2. Materials and Methods

2.1. Synthesis

In this work, the obtained powders were prepared via two different procedures, both based on the sol-gel method: the colloidal gel method and the polymeric gel method.

For the colloidal gel method, stoichiometric amounts of the precursors NbCl₅ (Merck (Kenilworth, NJ, USA), >98%) and FeCl₃ (Riedel-de Haën (Charlotte, NC, USA), >98%) were used. The FeCl₃ was added to the NbCl₅, which was previously dispersed in deionized water. The mixture was vigorously stirred at 60 °C until a gel was formed. To adjust the pH to 2.4, NH₄OH (Alfa Aesar (Haverhill, MA, USA)) was added. The mixture was calcined at 300 °C for 6 h. To establish the heat-treatment temperatures, the obtained powders were subject to thermal measurements, which were carried out with Hitachi STA7300 equipment (Hitachi, Woodland, CA, USA) in a nitrogen atmosphere in a temperature range from room temperature to 1100 °C with a heating rate of 5 °C/min.

For the polymeric gel method, stoichiometric amounts of the precursors NbCl₅ (Merck, >98%) and Fe(C₅H₇O₂)₃ (Aldrich (St. Louis, MO, USA), >97%) were used. The NbCl₅ was previously dissolved in ethanol and stirred at 70 °C for 1 h. The Fe(C₅H₇O₂)₃ was added and the stirring was continued at 70 °C for 3 h, and the obtained mixture was calcined at 300 °C for 6 h. The obtained powder was subject to the same thermal measurements.

Figure 3a,b show the flow chart for the preparation of the samples via the colloidal gel and the polymeric gel methods, respectively. These diagrams include the heat-treatment temperatures, which were performed in a conventional electric furnace using a dwell time of 4 h and a heating rate of 5 °C/min. Before the heat-treatment process, the obtained powders were pressed into pellets and cylinders (5–7 mm in diameter) due to the requirements of the electrical measurement techniques.

Figure 4a shows the results from the differential thermal analysis (DTA) for both methods, allowing for the evaluation of the temperatures at which crystalline phases can be formed. Only exothermic phenomena were identified, and these phenomena were more pronounced in the powder prepared via the colloidal gel method. Besides this, the thermogram representing the colloidal gel method suggested that for temperatures above 1100 °C, an exothermic phenomenon should probably exist. Based on these results, the selected temperatures for the heat treatments in the powders obtained from both methods were governed by the colloidal gel method thermogram, with temperatures between 400 and 1200 °C.
****************************************
§ **AIM 1**:
Condense the paragraph of the synthesis section that begins "For the polymeric gel method" into a bulleted list that keeps its main facts.
****************************************
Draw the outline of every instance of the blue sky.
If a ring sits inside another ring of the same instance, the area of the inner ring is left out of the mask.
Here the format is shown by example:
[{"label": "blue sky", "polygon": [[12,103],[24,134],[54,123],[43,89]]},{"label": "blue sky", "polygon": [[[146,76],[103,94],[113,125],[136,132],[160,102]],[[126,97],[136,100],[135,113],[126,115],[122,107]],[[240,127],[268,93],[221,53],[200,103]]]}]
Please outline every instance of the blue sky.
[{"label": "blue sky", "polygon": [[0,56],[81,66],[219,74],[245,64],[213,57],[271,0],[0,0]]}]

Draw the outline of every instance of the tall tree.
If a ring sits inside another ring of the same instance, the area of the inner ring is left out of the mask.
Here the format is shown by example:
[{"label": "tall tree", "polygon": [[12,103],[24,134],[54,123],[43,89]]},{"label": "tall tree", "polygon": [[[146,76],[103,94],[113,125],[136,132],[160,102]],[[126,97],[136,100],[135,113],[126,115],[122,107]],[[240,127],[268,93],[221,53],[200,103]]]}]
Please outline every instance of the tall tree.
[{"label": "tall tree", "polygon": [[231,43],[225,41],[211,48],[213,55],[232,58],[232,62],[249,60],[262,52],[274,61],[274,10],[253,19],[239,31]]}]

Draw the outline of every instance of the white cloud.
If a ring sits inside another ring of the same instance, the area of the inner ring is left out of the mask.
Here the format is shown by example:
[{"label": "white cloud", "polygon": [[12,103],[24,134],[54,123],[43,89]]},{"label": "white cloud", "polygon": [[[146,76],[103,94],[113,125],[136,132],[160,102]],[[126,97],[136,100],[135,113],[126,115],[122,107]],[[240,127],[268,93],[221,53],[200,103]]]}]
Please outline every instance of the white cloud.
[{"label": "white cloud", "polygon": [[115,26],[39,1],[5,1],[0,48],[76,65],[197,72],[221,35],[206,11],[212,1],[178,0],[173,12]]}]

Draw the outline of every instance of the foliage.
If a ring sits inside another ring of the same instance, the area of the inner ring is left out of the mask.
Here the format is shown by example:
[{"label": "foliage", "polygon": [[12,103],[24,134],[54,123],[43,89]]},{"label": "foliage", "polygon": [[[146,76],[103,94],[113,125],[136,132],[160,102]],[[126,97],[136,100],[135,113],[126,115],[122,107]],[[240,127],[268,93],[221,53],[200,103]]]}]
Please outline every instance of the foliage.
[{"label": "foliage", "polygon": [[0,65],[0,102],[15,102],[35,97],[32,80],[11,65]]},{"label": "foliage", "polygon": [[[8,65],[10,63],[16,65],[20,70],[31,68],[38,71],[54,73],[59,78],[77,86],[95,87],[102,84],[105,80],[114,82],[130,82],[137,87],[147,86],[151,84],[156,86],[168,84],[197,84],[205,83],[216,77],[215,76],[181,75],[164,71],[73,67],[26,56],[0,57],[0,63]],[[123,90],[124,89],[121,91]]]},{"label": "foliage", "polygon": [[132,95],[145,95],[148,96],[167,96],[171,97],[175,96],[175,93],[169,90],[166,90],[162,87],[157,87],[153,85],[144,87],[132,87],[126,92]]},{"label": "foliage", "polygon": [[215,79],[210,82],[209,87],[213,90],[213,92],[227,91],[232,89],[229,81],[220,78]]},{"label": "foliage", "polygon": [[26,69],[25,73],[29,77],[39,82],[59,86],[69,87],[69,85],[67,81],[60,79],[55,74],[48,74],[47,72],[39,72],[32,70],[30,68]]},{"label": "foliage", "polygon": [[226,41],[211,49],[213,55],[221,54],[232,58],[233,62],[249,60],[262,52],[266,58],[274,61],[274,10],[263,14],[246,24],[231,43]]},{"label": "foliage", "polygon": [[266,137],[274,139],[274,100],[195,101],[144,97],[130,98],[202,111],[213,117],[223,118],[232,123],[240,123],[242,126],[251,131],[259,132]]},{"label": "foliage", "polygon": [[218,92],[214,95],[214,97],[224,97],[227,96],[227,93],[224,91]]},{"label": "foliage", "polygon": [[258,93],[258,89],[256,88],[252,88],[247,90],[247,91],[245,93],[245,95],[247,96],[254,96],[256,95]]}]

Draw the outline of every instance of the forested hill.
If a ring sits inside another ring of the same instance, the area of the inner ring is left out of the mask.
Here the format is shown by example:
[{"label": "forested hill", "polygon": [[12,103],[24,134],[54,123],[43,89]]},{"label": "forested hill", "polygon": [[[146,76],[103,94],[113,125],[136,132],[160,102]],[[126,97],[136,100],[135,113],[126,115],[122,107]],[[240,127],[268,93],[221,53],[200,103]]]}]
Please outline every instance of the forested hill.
****************************************
§ **AIM 2**:
Write out the rows again, starting at the line that contains "Draw the outline of every instance of the forested" and ending at the last line of the rows, with "forested hill" swapped for "wooded hill" and nothing else changed.

§ **EXPECTED OUTPUT 1**:
- Precursors: stoichiometric amounts of NbCl₅ (Merck, >98%) and Fe(C₅H₇O₂)₃ (Aldrich, >97%).
- NbCl₅ dissolved in ethanol and stirred at 70 °C for 1 h.
- Fe(C₅H₇O₂)₃ added, with stirring continued at 70 °C for 3 h.
- Mixture calcined at 300 °C for 6 h.
- Resulting powder given the same thermal measurements.

§ **EXPECTED OUTPUT 2**:
Draw the outline of every instance of the wooded hill.
If a ring sits inside another ring of the same instance, the area of the inner ring is left out of the mask.
Here the format is shown by example:
[{"label": "wooded hill", "polygon": [[12,103],[24,134],[54,123],[43,89]]},{"label": "wooded hill", "polygon": [[[146,76],[103,94],[113,125],[136,132],[160,102]],[[126,97],[136,100],[135,113],[126,115],[122,107]],[[240,127],[268,93],[221,53],[200,103]]]}]
Please outline every instance of the wooded hill.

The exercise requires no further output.